### RECORD EXTRACTS ###
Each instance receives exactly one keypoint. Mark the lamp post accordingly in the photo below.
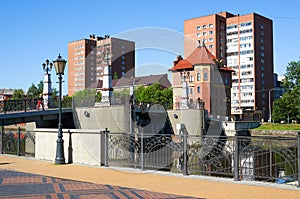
(59, 65)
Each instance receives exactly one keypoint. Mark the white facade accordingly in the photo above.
(240, 57)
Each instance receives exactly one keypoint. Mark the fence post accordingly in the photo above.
(25, 103)
(142, 149)
(236, 158)
(1, 137)
(184, 170)
(106, 147)
(4, 106)
(19, 142)
(298, 150)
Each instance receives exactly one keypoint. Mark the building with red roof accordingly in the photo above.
(206, 79)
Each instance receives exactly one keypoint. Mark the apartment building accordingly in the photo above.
(245, 44)
(88, 57)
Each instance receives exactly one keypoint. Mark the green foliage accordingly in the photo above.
###
■ **WORK TASK**: Please write out exactly the line containing "Each instance receives exactly one keypoint. Mark the apartment" and every line after it through the end of the records, nothing more.

■ **WRITTEN RESPONSE**:
Each instance receives exactly one keypoint. Mark the apartment building accordingly in the photo above.
(245, 44)
(88, 57)
Each instance receives exactly one keypoint. Mark the green foliage accordingly in the photo above.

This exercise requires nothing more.